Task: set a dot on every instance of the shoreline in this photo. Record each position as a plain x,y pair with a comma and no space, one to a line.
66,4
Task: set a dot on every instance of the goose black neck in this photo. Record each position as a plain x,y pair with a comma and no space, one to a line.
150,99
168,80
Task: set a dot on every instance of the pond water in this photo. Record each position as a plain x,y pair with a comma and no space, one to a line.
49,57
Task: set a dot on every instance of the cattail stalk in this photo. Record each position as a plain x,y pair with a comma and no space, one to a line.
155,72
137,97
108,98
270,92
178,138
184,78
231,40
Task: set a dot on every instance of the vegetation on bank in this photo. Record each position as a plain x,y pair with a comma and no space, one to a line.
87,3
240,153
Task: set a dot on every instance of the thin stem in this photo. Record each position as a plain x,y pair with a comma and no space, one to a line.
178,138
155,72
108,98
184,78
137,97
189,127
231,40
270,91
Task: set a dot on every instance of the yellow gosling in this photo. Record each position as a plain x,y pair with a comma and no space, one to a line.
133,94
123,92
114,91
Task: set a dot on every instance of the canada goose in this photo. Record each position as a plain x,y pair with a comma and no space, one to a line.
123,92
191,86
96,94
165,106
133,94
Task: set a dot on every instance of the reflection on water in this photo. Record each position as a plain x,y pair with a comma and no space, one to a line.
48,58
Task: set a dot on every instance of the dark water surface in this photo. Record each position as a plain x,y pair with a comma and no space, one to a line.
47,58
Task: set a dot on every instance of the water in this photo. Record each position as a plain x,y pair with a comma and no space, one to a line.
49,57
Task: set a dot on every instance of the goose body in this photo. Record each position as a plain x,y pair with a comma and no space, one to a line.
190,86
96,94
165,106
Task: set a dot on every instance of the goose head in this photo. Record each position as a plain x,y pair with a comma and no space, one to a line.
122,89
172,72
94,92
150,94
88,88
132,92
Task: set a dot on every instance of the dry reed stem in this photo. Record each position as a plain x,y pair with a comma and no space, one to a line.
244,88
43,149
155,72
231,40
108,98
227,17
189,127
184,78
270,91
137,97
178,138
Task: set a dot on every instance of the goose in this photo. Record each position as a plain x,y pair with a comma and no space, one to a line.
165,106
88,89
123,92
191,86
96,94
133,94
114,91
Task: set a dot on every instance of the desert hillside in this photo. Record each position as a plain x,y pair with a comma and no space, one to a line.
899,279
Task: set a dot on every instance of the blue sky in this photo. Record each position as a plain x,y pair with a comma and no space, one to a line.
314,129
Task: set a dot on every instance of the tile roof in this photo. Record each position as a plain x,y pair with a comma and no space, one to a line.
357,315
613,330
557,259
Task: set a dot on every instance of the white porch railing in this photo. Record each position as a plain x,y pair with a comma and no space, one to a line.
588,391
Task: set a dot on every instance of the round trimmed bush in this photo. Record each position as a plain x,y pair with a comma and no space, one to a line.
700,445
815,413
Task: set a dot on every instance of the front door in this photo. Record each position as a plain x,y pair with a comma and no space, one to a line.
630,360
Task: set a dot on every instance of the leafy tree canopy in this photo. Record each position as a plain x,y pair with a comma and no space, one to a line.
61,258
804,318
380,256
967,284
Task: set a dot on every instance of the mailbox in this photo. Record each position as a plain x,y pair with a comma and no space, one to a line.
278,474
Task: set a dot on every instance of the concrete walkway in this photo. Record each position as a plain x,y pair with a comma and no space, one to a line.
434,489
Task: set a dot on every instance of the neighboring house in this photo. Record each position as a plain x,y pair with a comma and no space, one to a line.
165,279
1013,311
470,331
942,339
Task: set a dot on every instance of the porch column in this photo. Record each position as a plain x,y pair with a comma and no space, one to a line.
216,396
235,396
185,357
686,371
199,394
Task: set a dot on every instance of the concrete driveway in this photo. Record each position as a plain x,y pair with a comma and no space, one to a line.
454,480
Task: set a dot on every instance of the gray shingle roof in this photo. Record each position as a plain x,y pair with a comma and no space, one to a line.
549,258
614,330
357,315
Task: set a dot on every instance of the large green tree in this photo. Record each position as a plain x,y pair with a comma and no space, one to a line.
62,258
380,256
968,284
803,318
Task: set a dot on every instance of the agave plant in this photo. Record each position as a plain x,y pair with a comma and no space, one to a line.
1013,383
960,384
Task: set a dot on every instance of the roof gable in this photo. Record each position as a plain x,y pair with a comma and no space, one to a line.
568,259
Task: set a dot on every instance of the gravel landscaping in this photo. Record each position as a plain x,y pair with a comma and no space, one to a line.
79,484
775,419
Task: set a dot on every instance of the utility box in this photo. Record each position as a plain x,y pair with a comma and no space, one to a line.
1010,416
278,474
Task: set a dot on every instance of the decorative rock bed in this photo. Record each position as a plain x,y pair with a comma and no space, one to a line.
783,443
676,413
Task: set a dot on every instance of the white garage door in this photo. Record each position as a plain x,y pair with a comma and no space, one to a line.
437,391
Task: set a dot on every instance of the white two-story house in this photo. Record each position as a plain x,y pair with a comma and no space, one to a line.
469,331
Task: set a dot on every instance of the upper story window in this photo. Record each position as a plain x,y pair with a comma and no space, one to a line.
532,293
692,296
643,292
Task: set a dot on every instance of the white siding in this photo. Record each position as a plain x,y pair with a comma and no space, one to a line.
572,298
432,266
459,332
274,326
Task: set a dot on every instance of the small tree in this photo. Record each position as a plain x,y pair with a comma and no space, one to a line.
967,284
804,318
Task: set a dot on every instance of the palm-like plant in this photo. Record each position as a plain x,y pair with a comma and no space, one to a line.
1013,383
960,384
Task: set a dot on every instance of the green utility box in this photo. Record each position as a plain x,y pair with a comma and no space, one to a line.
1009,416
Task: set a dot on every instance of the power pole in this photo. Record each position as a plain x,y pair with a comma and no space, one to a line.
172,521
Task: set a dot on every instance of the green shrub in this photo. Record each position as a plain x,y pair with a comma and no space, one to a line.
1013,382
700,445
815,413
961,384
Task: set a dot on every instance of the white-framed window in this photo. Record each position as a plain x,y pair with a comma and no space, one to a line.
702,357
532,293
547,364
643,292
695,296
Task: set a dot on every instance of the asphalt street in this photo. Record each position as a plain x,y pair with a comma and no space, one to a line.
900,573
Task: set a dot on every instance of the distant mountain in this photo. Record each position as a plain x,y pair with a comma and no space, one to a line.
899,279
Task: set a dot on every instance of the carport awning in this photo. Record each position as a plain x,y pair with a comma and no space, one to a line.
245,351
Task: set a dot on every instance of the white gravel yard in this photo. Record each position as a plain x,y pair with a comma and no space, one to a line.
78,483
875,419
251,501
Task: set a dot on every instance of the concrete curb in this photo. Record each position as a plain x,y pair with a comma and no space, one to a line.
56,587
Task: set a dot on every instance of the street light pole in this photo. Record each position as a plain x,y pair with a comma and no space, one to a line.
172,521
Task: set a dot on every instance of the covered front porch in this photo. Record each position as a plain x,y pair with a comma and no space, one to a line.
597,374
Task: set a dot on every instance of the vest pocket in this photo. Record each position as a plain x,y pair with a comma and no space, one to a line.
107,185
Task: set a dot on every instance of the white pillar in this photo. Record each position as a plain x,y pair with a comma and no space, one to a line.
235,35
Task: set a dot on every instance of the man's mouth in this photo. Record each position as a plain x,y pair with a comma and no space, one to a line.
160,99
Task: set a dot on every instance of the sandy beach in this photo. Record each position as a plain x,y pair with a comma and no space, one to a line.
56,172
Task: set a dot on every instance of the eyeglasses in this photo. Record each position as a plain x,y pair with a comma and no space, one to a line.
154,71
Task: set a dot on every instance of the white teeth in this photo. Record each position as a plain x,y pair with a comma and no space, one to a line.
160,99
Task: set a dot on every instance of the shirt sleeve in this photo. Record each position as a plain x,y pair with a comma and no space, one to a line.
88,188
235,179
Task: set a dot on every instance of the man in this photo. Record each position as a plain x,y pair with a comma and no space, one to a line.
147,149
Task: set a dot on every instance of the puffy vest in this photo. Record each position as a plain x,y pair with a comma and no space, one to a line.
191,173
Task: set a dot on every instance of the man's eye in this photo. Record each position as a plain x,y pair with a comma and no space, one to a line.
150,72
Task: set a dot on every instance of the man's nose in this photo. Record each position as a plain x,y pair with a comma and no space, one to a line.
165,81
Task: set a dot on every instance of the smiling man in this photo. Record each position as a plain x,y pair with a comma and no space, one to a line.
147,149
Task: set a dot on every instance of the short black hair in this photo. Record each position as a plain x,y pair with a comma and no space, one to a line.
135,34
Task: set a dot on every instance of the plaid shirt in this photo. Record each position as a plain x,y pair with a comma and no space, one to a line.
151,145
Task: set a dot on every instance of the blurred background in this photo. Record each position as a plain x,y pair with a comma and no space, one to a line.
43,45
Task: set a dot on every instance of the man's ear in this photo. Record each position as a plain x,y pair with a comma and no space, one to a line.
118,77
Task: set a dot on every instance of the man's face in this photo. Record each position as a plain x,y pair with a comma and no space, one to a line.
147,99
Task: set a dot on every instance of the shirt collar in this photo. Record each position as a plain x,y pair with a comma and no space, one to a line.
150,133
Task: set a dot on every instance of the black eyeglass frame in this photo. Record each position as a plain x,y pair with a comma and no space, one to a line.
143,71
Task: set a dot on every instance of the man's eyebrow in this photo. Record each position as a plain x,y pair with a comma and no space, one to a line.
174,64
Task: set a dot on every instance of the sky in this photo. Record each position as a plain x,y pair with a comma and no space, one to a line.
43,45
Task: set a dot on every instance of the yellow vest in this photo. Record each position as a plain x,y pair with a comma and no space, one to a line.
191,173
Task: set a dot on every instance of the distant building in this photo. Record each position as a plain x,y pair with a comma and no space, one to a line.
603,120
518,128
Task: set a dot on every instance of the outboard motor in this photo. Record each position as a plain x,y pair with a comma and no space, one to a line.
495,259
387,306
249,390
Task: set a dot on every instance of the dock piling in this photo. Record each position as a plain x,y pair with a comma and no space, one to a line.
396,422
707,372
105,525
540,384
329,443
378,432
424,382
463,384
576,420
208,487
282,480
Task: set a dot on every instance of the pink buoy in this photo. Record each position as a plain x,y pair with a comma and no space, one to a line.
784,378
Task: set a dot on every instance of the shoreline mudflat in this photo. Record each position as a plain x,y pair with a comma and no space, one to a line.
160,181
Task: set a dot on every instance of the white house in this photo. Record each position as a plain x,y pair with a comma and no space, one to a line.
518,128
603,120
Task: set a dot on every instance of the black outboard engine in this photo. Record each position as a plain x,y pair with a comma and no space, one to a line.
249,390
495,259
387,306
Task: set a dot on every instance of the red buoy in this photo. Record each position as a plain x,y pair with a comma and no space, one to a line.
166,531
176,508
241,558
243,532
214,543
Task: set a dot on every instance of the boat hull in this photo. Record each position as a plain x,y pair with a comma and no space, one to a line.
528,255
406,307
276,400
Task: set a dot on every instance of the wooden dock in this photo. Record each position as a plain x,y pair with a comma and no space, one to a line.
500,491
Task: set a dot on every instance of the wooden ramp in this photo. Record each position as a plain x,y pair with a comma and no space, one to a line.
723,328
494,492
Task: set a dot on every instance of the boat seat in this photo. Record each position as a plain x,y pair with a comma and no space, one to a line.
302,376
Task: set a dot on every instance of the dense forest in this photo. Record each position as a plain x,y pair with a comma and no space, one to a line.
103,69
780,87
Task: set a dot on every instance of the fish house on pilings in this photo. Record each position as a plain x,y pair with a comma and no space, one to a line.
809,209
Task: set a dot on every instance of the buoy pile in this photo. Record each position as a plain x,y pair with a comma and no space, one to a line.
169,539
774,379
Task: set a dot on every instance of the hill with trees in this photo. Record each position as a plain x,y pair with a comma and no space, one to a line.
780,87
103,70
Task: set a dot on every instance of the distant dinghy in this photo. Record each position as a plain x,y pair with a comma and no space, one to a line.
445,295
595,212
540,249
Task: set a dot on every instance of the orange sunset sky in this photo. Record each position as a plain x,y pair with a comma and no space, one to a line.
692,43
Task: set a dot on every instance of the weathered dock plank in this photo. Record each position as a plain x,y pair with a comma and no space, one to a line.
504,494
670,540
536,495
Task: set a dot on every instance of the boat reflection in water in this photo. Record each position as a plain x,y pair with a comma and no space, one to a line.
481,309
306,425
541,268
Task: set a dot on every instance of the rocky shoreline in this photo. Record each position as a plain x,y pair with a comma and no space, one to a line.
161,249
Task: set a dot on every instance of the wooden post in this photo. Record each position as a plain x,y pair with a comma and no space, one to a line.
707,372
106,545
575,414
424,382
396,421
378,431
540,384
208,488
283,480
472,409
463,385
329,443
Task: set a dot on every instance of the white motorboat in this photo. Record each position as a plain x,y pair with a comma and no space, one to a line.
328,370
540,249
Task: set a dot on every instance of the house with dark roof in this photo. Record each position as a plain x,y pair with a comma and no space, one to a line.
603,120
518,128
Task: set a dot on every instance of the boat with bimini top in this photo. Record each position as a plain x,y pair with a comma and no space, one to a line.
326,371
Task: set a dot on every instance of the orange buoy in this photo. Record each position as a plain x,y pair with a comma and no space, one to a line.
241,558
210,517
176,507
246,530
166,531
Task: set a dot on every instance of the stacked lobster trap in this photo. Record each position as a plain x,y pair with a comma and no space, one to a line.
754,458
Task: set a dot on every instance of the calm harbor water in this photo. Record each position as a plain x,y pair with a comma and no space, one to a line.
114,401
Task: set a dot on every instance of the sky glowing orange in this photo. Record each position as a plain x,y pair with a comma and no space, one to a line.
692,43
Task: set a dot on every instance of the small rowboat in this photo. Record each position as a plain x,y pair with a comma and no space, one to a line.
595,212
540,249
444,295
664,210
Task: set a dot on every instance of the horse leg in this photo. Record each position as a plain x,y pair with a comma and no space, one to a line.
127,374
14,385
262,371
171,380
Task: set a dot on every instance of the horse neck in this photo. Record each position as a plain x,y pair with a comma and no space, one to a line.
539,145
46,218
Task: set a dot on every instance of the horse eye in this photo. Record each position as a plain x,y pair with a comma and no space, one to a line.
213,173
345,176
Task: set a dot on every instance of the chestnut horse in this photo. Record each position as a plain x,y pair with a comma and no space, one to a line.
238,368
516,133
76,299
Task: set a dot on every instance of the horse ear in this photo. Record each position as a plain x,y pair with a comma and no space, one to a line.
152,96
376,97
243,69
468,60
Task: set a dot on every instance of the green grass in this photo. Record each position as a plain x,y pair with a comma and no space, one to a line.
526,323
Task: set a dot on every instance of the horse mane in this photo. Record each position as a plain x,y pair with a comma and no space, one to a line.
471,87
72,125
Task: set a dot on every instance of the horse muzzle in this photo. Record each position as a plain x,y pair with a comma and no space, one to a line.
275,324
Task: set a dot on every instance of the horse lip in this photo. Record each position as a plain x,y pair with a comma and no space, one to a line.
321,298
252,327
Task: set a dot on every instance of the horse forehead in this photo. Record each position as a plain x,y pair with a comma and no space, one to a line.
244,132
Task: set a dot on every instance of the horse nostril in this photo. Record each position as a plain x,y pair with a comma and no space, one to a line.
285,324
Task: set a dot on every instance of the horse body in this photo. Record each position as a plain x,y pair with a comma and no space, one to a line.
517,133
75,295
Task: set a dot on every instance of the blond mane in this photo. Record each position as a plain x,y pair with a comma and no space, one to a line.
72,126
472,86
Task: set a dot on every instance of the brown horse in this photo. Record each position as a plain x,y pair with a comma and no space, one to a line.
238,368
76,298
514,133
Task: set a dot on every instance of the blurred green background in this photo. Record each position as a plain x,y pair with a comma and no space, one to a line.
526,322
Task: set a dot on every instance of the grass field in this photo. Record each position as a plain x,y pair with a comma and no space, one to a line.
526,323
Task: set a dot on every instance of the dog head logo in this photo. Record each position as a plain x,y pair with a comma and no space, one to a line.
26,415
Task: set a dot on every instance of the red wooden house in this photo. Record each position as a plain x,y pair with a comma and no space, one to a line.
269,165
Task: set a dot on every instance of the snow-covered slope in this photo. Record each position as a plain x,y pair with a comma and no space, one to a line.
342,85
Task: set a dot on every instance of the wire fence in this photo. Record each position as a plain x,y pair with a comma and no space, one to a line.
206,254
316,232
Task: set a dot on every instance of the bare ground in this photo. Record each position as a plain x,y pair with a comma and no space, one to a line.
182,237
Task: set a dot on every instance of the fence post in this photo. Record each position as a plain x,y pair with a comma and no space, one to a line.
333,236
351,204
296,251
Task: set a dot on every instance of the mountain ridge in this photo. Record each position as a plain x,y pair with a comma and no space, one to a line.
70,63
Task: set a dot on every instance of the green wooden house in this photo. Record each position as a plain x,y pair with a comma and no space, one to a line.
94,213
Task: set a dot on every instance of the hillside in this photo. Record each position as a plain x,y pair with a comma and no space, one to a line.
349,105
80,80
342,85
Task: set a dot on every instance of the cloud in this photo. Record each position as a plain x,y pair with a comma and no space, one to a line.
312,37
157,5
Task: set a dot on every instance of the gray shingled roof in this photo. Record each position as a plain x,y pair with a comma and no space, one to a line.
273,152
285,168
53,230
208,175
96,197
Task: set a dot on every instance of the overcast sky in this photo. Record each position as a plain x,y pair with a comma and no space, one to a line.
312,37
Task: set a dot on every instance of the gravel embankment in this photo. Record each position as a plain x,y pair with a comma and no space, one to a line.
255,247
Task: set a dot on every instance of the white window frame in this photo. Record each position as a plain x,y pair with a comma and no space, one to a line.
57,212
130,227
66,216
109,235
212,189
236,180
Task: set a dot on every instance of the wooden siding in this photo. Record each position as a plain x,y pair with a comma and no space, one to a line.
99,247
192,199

--- --- ---

◆ **Exercise requirements**: Repeat the line containing "Task: set a dot on every instance of the gray shingled" and all subsequent lines through the final line of the data, exactly and with no others.

◆ **Solution to the problem**:
Task: set a dot on every instance of the gray shingled roof in this photo. Record each position as a plain x,y pair with a comma and no space, one to a line.
273,152
285,168
53,230
208,175
96,197
Task: set a dot on every instance of the overcast sky in this photo. Record each position as a plain x,y pair with a comma and no space, one to a line.
312,37
Task: set a dot on every instance of the gravel embankment in this photo. Record each position as a plain x,y pair with a comma and no space, one to a line.
255,247
Task: set a dot on every instance of the white window frame in this photo. Record each position as a plain x,y pair with a comma and no space, one to a line.
57,212
130,227
66,216
109,235
212,189
236,180
Task: set a dot on every instance of the wooden siding in this photo. Record each position as a plain x,y pair with a comma and no space, one to a line.
99,247
192,199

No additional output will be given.